EXERCISE DATA –
——————
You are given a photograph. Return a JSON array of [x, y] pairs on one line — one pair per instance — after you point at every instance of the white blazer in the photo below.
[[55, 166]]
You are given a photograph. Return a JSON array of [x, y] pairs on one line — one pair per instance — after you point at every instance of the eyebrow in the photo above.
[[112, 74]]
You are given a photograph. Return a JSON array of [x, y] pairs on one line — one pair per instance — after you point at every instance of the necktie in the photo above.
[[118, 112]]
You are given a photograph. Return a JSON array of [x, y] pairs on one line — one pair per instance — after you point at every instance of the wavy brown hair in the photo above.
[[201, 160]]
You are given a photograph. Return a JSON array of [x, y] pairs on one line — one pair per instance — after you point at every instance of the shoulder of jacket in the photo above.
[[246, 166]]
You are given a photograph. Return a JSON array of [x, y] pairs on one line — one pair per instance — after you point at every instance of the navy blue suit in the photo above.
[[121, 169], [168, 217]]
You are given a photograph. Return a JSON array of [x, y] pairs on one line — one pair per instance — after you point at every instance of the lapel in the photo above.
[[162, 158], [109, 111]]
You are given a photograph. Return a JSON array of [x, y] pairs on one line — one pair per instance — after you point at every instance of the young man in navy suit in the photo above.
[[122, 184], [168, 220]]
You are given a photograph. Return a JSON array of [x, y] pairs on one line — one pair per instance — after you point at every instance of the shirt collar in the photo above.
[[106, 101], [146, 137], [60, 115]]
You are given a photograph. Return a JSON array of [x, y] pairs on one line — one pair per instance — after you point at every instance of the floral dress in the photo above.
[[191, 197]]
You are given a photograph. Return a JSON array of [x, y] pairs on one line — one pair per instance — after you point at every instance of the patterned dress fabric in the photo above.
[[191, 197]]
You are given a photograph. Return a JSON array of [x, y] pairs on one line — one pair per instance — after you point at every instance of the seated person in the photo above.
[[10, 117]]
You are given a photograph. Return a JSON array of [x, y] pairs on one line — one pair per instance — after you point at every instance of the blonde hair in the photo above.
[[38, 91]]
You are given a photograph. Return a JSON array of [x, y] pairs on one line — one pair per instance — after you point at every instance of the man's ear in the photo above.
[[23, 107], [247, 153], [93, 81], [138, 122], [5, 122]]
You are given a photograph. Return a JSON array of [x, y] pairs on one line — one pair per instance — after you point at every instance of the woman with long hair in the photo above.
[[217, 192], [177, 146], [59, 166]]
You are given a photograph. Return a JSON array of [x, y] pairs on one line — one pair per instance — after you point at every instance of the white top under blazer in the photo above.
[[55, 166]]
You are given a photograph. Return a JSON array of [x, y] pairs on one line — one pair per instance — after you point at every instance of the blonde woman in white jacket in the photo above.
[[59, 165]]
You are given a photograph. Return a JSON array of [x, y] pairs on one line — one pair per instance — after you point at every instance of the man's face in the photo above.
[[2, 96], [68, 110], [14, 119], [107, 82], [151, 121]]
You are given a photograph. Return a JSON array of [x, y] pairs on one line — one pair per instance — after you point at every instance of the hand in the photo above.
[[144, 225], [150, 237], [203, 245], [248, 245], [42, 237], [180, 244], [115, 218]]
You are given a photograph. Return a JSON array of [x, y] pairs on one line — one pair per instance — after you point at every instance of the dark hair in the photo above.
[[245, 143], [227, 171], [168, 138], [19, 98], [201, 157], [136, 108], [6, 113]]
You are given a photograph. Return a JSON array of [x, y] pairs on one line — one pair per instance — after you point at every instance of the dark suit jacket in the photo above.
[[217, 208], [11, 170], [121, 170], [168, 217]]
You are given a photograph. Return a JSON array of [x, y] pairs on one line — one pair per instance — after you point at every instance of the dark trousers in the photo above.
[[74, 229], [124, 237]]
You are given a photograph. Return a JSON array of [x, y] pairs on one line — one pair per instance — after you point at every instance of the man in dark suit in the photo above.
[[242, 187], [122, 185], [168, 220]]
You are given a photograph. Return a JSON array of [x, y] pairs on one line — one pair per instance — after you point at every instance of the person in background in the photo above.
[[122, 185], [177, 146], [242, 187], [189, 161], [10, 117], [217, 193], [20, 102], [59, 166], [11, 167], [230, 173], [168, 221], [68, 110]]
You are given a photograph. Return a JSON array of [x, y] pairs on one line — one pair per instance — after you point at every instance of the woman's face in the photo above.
——————
Reproduce each record above exactly, keeping every word as it stands.

You are given a photograph. Return a JSON array of [x, y] pairs on one line — one pair per instance — after you point at every instance of the white blazer in the photo below.
[[55, 166]]
You are given a photograph. Return a JSON array of [x, y] pairs on one line — one pair per instance — after you point at every instance of the eyebrow in the photo above.
[[112, 74]]
You are given a photograph. Return a JSON array of [x, y] pairs on one line — one pair per instance — after you point at every instance of the necktie in the photo above.
[[118, 112]]
You are given a photograph. Return a JSON array of [x, y] pairs on one line — one pair per instance — after you point at every instance of the wavy brown hair in the photo above.
[[201, 160]]
You are given a photograph. Return a JSON array of [x, y] pairs on one line — one pair per instance — after you point at every instance of the shoulder of jacket in the photo above.
[[246, 166]]
You are given a photograph. Return a JSON array of [x, y] pairs on one line — one pair per instance — after you point at every instance of the navy blue suit in the photo above.
[[121, 169], [168, 217]]
You are given a photograph. Return a JSON array of [x, y] pairs on one line — one pair per instance — after you point at every instance of the lapel in the photo above.
[[162, 158], [109, 111]]
You are given a photograph. Return a JSON array of [x, y] pairs on one line — one pair per instance — after you point at every instance of the young man in navy suit in the photo above.
[[122, 184], [168, 220]]
You are given a photograph. Return a JSON array of [x, y] pairs on one line — one pair per instance — after you point at every instance of the shirt collar in the photo above.
[[106, 101], [146, 137], [60, 115]]
You are given a photograph. Return a JSON array of [x, y] pairs on one line — one pair per instance — after you point at every instance of the floral dress in the photo above.
[[191, 197]]
You are given a photograph. Return a JSON array of [x, y] pairs on one line — one pair per instance — after you point at every instance of the patterned dress fabric in the photo above.
[[191, 197]]
You are given a photograph. Return a JSON array of [x, y] pairs on one line — one pair per instance — after you point at every instance of the seated person in the photo above.
[[10, 117]]
You are given a photograph. Return a JSON array of [x, y] pairs on one line — one pair per instance — after you point at every instance of the blonde hair in the photo above.
[[38, 91]]
You are given a photograph. Return a JSON array of [x, y] pairs on one line — one pair per instance — after you point at every instance of the man's ear in the photo above.
[[23, 107], [247, 153], [93, 81], [138, 122], [5, 122]]
You are given a photograph. Return a JSON array of [x, y] pairs on one line — one pair per instance — after you point at every instance of the woman with long hair in the photo above.
[[217, 192], [177, 146], [59, 166]]
You are given a photograph. Return a JSON array of [x, y] pairs on one line — one pair per instance — after you point at every instance of the white top under blazer in the photo above.
[[55, 166]]
You are given a photograph. Return a JSON array of [x, y] pairs on one line — one pair per instance — after you point at every instance of the blonde woman in white jacket in the photo above.
[[59, 165]]
You are given a photograph. Return a JSON array of [x, y] pairs on one line — one pair per instance — after you point at every instance of the man's face in the photo above.
[[2, 96], [68, 110], [14, 119], [107, 82], [151, 121]]
You are given a photograph. Return a JSON array of [x, y] pairs on one line — one pair per instance — after you point at every instance of the hand in the photo above.
[[144, 225], [150, 237], [203, 245], [248, 245], [42, 237], [180, 244], [115, 218]]
You are given a photograph. Return a JSON array of [x, y] pairs on one line — one pair per instance — after you point at every instance of the dark hair in the photo above.
[[245, 143], [227, 171], [168, 138], [19, 98], [201, 157], [136, 108], [6, 113]]
You are given a photograph. Return a JSON array of [x, y] pairs on one line — one pair per instance — after you point at every instance of the dark suit jacket in the photo above.
[[217, 208], [11, 170], [121, 170], [168, 217]]
You are given a photograph. Return a JSON array of [x, y] pairs on one line — one pair per instance — after you point at every instance of the dark trousers in the photo above.
[[74, 229], [124, 237]]
You are given a photograph. Return a JSON array of [x, y] pairs on one line — one pair per instance — after you point at every instance of the man in dark suit in the photo above.
[[242, 187], [122, 185], [168, 220]]
You are given a photograph. Return a JSON array of [x, y] pairs on one line — one pair per instance — after you point at every instance of the person in background in the photo above.
[[122, 185], [177, 146], [242, 187], [189, 161], [10, 117], [217, 193], [20, 102], [59, 166], [11, 167], [230, 173], [168, 221], [68, 110]]
You are given a photograph. Return a JSON array of [x, y] pairs on one line — one pair per instance — after you point at every instance of the woman's face in the photo above.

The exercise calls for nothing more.